SHORT TASK 1:
Rewrite the paragraph of the case law details that begins "The first issue involved in this case" as a short list of its main points.
SHORT TASK 2:
Retype the case law details word for word, from "The first issue" to "cannot be made.".

GIVEN PASSAGE:
## begin

Case Law Details
AIC Iron Industries Private Limited Vs Commissioner of CGST & CX (CESTAT Kolkata)
The first issue involved in this case is whether the Appellant had availed irregular CENVAT Credit as arrived by the Department holding that it was paper transaction without receipt of raw materials. Second issue is whether under the circumstances and the facts on record, extended period of limitation can be invoked. I find that there is no other evidence on record of cash flow-back or any inculpatory statement to substantiate that CENVAT Credit was taken irregularly based on paper transaction i.e. without receipt of raw materials against invoices. I find that the statements of the transporters are not corroborated with any evidence. Only on the basis of third party’s statement, demand cannot be made.

## end

LISTED RECORDS:

## begin

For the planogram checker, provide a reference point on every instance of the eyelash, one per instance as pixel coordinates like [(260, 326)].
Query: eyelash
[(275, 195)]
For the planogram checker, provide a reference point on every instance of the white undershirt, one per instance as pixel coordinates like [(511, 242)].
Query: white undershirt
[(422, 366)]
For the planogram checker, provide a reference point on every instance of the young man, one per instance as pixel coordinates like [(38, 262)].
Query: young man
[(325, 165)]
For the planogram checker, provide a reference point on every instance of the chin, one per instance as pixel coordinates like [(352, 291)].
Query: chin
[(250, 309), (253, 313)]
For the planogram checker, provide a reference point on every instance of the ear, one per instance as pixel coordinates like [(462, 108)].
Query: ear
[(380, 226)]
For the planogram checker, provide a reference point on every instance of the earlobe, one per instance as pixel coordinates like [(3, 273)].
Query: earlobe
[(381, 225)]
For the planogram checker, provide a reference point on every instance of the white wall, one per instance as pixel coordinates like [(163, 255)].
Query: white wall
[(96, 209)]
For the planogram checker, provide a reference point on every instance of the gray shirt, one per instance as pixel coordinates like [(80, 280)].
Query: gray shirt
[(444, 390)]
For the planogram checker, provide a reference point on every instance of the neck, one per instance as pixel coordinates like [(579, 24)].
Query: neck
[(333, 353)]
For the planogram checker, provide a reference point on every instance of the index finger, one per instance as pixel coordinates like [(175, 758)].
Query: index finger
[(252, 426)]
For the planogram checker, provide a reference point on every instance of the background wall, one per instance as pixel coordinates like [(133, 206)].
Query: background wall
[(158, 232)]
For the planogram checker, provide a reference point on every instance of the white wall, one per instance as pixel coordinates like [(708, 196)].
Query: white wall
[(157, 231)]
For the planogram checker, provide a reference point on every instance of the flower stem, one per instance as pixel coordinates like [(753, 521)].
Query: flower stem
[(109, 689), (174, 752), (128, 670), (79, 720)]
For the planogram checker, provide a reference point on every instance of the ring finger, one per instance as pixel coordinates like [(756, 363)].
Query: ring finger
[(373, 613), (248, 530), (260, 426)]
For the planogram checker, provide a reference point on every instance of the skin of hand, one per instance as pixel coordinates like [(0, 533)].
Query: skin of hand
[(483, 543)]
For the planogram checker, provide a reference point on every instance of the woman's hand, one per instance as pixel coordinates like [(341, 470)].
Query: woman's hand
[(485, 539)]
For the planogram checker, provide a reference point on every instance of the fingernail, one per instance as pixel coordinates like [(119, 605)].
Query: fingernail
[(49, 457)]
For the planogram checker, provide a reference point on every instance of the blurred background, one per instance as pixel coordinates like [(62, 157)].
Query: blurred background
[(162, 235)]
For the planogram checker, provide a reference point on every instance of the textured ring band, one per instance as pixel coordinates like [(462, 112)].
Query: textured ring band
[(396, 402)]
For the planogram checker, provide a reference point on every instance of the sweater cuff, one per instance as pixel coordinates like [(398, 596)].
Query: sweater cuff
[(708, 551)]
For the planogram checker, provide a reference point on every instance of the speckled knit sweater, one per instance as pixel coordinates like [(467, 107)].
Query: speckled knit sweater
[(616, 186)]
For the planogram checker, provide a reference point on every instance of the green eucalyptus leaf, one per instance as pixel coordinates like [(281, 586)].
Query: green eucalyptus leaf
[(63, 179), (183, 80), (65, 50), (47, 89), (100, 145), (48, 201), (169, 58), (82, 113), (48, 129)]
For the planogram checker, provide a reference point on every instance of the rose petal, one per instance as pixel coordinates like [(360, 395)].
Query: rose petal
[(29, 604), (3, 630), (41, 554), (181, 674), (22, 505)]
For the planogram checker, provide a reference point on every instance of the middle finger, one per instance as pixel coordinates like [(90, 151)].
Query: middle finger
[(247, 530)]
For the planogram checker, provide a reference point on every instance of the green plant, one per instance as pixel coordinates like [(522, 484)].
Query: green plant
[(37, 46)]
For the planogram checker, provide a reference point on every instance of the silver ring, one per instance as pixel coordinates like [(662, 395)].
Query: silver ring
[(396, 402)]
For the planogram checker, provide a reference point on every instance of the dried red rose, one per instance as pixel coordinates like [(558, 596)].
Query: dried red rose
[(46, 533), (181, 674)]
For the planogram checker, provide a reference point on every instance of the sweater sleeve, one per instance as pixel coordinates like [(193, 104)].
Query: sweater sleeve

## end

WRITTEN ANSWER 1:
- First issue: whether the Appellant availed irregular CENVAT Credit, which the Department held was a paper transaction without receipt of raw materials.
- Second issue: whether the extended period of limitation can be invoked under the circumstances and the facts on record.
- There is no other evidence on record of cash flow-back or any inculpatory statement showing that the credit was taken irregularly without receipt of raw materials against invoices.
- The transporters' statements are not corroborated with any evidence.
- A demand cannot be made only on the basis of a third party's statement.

WRITTEN ANSWER 2:
The first issue involved in this case is whether the Appellant had availed irregular CENVAT Credit as arrived by the Department holding that it was paper transaction without receipt of raw materials. Second issue is whether under the circumstances and the facts on record, extended period of limitation can be invoked. I find that there is no other evidence on record of cash flow-back or any inculpatory statement to substantiate that CENVAT Credit was taken irregularly based on paper transaction i.e. without receipt of raw materials against invoices. I find that the statements of the transporters are not corroborated with any evidence. Only on the basis of third party’s statement, demand cannot be made.